Tujuan A:
Jawab pertanyaan berikut berdasarkan teks manajemen pendidikan Islam:
(i) Apa saja penyebab perbedaan penerapan fungsi manajerial dalam sebuah organisasi?
(ii) Pada jenis pendidikan kedua yang diuraikan Zarkowi Soejoeti, Islam ditempatkan sebagai apa?
(iii) Fungsi apa yang ditandai dengan istilah "Staffing"?
Tujuan B: Menurut teks manajemen pendidikan Islam, fungsi manajerialnya sama dengan manajemen pada umumnya. Mengapa penerapannya tetap berbeda?
Tujuan C: Salin dari teks manajemen pendidikan Islam bagian yang dibuka dengan kata-kata "Dari uraian-uraian di" dan ditutup dengan "nilai-nilai ajaran Islam.".

Dari uraian di atas dapat difahami bahwa dalam manajemen terdapat fungsi-fungsi yang berlaku secara universal. Artinya meskipun konsep manajemen di bangun atas dasar nilai dan budaya yang berbeda tetapi memiliki fungsi-fungsi manajerial yang sama. Perbedaan itu hanya terletak pada penerapannya dalam sebuah organisasi, yaitu karena perbedaan manajer, tipe dan sifat organisasi, tipe anggota dll. Dari sini difahami bahwa "Manajemen Pendidikan Islam memiliki fungsi-fungsi manajerial yang sama dengan manajemen pada umumnya, tetapi dalam penerapannya dipengaruhi oleh tipe, sifat dan jenis organisasi tersebut sebagai organisasi pendidikan Islam yang berusaha mengejawantahkan nilai-nilai Islam di dalam sistem pendidikannya.
Zarkowi Soejoeti, menguraikan tentang "Pendidikan Islam" secara rinci, yaitu:
1. Jenis Pendidikan yang didirikan dan penyelenggaraannya didorong oleh hasrat serta semangat cita-cita untuk mengejawantahkan nilai-nilai Islam, baik yang tercermin dalam nama lembaganya maupun dalam kegiatan-kegiatan yang diselengarakan. Dalam hal ini Islam di tempatkan sebagai sumber nilai yang akan diwujudkan dalam seluruh kegiatan pendidikan.
2. Jenis pendidikan yang memberikan perhatian sekaligus menjadikan ajaran Islam sebagai pengetahuan untuk program studi yang diselenggarakan. Dalam hal ini Islam ditempatkan sebagai bidang studi.
Dari uraian tersebut, dijelaskan bahwa Pendidikan Islam adalah pendidikan yang menempatkan Islam sebagai sumber nilai dan sekaligus sebagai bidang studi yang ditawarkan lewat program-program bidang studi yang diselengarakan suatu organisasi atau lembaga pendidikan.

Dari uraian-uraian di atas dapat disimpulkan bahwa Manajemen pendidikan Islam adalah "bentuk kerja sama untuk melaksanakan fungsi-fungsi perencanaan (Planning), Pengorganisasian (Organizing), penyusunan personalia/kepegawaian (Staffing), pengarahan dan kepemimpinan (Leading), dan pengawasan (controlling) terhadap usaha-usaha para anggota organisasi dengan menggunakan sumberdaya-sumberdaya manusia, finansial, fisik dan lainya yang menjadikan Islam sebagai landasan dan pemandu dalam praktek operasionalnya untuk mencapai tujuan organisasi (Pendidikan Islam) dalam berbagai jenis dan bentuknya untuk membantu seseorang atau sekelompok siswa dalam menanamkan ajaran dan menumbuhkan nilai-nilai ajaran Islam.

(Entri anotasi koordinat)
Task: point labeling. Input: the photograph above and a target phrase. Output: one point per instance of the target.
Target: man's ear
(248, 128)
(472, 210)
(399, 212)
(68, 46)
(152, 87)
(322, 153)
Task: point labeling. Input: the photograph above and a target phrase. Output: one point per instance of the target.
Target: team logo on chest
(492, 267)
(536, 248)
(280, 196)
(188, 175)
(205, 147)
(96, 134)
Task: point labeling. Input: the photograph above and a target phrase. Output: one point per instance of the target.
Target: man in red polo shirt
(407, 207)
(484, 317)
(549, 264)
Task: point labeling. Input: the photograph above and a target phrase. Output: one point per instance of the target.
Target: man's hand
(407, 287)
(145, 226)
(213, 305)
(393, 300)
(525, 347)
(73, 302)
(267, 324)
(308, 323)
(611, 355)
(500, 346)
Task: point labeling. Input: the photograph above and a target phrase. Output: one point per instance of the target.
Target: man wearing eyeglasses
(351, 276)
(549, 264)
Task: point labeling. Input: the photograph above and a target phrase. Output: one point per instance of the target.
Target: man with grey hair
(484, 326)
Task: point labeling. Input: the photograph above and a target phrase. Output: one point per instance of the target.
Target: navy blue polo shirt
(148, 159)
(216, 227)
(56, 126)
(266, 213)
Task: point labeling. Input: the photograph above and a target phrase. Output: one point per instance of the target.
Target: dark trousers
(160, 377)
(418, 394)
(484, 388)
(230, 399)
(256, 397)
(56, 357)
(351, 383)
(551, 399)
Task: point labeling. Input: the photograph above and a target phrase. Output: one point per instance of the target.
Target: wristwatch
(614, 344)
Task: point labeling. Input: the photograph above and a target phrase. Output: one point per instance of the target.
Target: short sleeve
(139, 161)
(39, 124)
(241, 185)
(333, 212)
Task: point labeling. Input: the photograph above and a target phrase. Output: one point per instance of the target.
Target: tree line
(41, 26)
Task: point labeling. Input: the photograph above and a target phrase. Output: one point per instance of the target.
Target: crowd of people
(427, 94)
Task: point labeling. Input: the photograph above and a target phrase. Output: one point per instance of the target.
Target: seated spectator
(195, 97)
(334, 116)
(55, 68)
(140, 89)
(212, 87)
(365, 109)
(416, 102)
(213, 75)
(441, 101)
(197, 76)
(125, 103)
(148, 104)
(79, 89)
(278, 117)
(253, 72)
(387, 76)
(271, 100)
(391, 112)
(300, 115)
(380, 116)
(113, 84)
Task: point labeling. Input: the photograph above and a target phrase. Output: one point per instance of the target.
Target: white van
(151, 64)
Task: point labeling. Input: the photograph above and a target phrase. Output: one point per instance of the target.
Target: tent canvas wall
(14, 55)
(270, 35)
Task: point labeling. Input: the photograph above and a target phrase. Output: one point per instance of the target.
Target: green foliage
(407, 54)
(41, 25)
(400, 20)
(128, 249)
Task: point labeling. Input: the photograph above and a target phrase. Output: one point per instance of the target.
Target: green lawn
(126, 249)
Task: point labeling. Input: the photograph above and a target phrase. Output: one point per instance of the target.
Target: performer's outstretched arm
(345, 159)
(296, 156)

Jawaban lengkap A:
(i) Perbedaan manajer, tipe dan sifat organisasi, tipe anggota, dan lain-lain.
(ii) Sebagai bidang studi.
(iii) Penyusunan personalia/kepegawaian.

Jawaban lengkap B: Penerapannya dipengaruhi oleh tipe, sifat, dan jenis organisasinya, yaitu organisasi pendidikan Islam. Organisasi ini berusaha mengejawantahkan nilai-nilai Islam di dalam sistem pendidikannya.

Jawaban lengkap C:
Dari uraian-uraian di atas dapat disimpulkan bahwa Manajemen pendidikan Islam adalah "bentuk kerja sama untuk melaksanakan fungsi-fungsi perencanaan (Planning), Pengorganisasian (Organizing), penyusunan personalia/kepegawaian (Staffing), pengarahan dan kepemimpinan (Leading), dan pengawasan (controlling) terhadap usaha-usaha para anggota organisasi dengan menggunakan sumberdaya-sumberdaya manusia, finansial, fisik dan lainya yang menjadikan Islam sebagai landasan dan pemandu dalam praktek operasionalnya untuk mencapai tujuan organisasi (Pendidikan Islam) dalam berbagai jenis dan bentuknya untuk membantu seseorang atau sekelompok siswa dalam menanamkan ajaran dan menumbuhkan nilai-nilai ajaran Islam.